▶ Kutipan Teks
────────

Sebagai pembaca setia novel John Grisham, Todung Mulya Lubis berniat menulis novel-novel dengan menimba dari pengalamannya dalam berbagai kasus hukum selama lebih dari 40 tahun berkarier sebagai advokat. Sebagai langkah awal, advokat yang kini menjabat Duta Besar RI untuk Norwegia itu merilis novel perdananya, Menunda Kekalahan, Rabu (11/8/2021).
"Saya ini punya obsesi untuk menjadi novelis seperti John Grisham, dari dulu saya selalu katakan itu. Ini langkah pertama untuk mengangkat pengalaman-pengalaman faktual saya di lapangan sebagai praktisi hukum ke panggung sastra," kata Todung.
"Saya ingin menulis novel yang lebih populer, yang lebih mudah dibaca, mudah dicerna. Mudah-mudahan ada tempatnya dalam belantika sastra Indonesia," lanjutnya.
Baca juga: Dua Isapan Kretek |
Dalam dunia penulisan, master dan doktor hukum lulusan Berkeley dan Harvard, Amerika itu sudah menerbitkan kumpulan puisi Pada Sebuah Lorong (1968), Sudah Waktunya Kita Membaca Puisi (1999), dan Jam-Jam Gelisah (2006). Sejak 2009 dia juga menerbitkan tiga jilid Catatan Harian.
Disertasinya In Search of Human Rights: Legal-Political Dilemmas of Indonesia's New Order 1966-1990 menjadi buku rujukan hak asasi manusia karena merupakan buku tentang HAM pertama di masa Orde Baru.

────────

▶ Materi yang Diberikan
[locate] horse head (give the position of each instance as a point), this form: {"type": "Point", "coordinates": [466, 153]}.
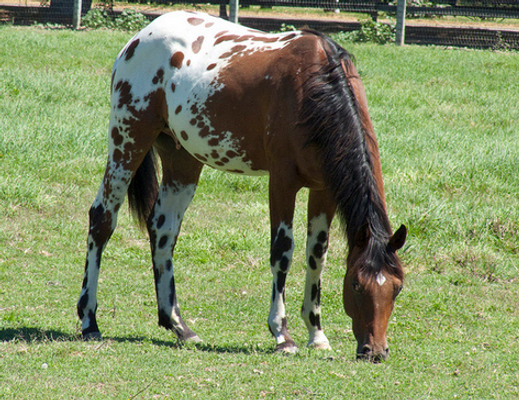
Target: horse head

────────

▶ Tujuan Anda
Lanjutkan teks tentang novel perdana Todung Mulya Lubis, mulai setelah kalimat terakhir yang tercantum. Daftar tersebut tidak diperlukan untuk mengerjakan tugas.

▶ Jawaban Tugas
Novel Menunda Kekalahan berlatar kisah nyata kasus 'Duo Bali Nine', Myuran Sukumaran dan Andrew Chan. Todung pernah menjadi penasihat hukum kedua warga Australia yang divonis mati itu karena didakwa menyelundupkan narkoba dari Bali ke Ausralia pada 2005. Pemerintah Australia dan para aktivis di sana meminta Todung memperjuangkan agar vonis mati bisa dihindari.
"Pendidikan hukum bisa dilakukan melalui teater, drama, atau juga novel. John Grisham menulis banyak sekali kasus-kasus hukum dalam bentuk novel yang menurut saya pembacanya cukup banyak. Itu bagian dari proses pendidikan hukum yang menurut saya tidak konvensional," lanjut Todung.
Ia mengaku menggunakan judul Menunda Kekalahan karena terinspirasi dari salah satu kalimat dalam sajak Derai-derai Cemara karya Chairil Anwar: "Hidup Hanya Menunda Kekalahan".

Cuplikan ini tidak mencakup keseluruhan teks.